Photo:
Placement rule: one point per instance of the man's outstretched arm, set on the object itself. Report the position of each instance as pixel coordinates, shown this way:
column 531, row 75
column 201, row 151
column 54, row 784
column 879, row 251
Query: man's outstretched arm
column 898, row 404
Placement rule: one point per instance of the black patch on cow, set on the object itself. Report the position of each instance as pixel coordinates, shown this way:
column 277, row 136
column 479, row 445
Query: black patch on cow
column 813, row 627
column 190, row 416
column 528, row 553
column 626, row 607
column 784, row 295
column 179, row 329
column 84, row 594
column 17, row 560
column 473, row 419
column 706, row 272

• TASK OBJECTIVE: Copy the listing above line for line, keeping every character unchanged.

• COMPLETE ANSWER:
Photo:
Placement rule: one point per instance of the man's outstretched arm, set on the object itself. Report the position of each instance as pixel coordinates, shown this way:
column 531, row 75
column 201, row 151
column 54, row 784
column 879, row 251
Query: man's outstretched arm
column 898, row 404
Placement rule: one point per instance of the black patch on cow, set on the object itself. Report the position of each instance as pixel coordinates, shown this way:
column 277, row 136
column 479, row 445
Query: black patch on cow
column 813, row 627
column 190, row 416
column 528, row 553
column 626, row 607
column 784, row 295
column 179, row 329
column 84, row 594
column 17, row 560
column 473, row 419
column 706, row 272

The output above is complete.